======== EXERCISE DATA
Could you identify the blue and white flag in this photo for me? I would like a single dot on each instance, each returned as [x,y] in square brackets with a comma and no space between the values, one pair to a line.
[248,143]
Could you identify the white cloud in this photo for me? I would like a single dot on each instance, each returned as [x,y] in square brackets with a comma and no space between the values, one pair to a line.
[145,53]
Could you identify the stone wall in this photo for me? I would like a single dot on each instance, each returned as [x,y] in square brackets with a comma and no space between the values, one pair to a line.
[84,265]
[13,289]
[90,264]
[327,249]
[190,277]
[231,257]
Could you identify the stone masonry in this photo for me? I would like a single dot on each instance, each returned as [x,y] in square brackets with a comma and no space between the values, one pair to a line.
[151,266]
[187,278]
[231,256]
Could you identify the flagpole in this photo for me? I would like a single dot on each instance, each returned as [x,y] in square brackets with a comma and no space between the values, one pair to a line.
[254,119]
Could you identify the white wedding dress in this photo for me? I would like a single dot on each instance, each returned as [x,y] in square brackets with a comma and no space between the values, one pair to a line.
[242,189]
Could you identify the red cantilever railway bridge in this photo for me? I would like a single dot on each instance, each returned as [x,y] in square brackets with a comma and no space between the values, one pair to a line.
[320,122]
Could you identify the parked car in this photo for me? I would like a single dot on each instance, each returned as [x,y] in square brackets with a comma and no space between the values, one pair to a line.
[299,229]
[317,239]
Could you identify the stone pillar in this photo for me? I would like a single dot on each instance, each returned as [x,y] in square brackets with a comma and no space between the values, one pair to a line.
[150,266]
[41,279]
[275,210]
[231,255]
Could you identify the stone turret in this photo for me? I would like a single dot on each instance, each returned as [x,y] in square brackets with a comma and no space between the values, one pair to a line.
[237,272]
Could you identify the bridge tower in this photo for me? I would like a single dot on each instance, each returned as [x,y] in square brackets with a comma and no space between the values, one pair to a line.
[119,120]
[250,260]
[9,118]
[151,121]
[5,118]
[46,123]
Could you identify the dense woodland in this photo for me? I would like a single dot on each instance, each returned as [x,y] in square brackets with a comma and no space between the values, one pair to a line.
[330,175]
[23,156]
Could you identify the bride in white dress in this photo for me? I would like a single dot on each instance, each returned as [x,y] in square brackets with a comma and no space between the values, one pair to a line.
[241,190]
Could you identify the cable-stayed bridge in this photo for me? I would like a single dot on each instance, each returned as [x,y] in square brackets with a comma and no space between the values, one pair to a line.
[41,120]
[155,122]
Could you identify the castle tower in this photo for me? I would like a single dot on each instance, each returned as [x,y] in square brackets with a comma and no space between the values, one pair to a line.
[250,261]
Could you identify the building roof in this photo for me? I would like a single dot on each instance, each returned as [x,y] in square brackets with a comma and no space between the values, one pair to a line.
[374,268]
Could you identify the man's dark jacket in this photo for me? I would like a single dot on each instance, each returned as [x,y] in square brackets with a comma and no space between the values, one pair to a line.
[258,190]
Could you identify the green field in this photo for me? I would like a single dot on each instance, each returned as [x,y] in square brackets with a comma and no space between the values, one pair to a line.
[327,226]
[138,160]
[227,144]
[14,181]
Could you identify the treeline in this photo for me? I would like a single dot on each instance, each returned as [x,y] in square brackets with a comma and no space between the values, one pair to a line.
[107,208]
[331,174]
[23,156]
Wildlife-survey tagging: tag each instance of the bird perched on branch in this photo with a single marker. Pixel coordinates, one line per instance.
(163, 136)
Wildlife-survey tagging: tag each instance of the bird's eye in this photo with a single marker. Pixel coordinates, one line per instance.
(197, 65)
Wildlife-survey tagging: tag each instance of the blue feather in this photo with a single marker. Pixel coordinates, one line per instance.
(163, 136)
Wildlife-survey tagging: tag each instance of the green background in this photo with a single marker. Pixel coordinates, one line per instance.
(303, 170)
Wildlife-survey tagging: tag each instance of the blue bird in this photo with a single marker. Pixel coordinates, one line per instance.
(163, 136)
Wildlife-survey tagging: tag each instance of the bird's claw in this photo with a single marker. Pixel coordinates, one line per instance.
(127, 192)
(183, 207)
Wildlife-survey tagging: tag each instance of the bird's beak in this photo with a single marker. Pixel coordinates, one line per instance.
================
§ **WORK ITEM**
Using the records above, please retype only the run of lines from the line holding "Wildlife-survey tagging: tag each instance of the bird's claw" through the last line, both ends included.

§ **WRITTEN SOLUTION**
Wildlife-survey tagging: tag each instance of the bird's claw in this photo with a single marker. Pixel coordinates, one line per instance.
(127, 192)
(183, 207)
Wildlife-survey tagging: tag each instance of the bird's beak in this photo with a single marker. Pixel coordinates, one line per instance.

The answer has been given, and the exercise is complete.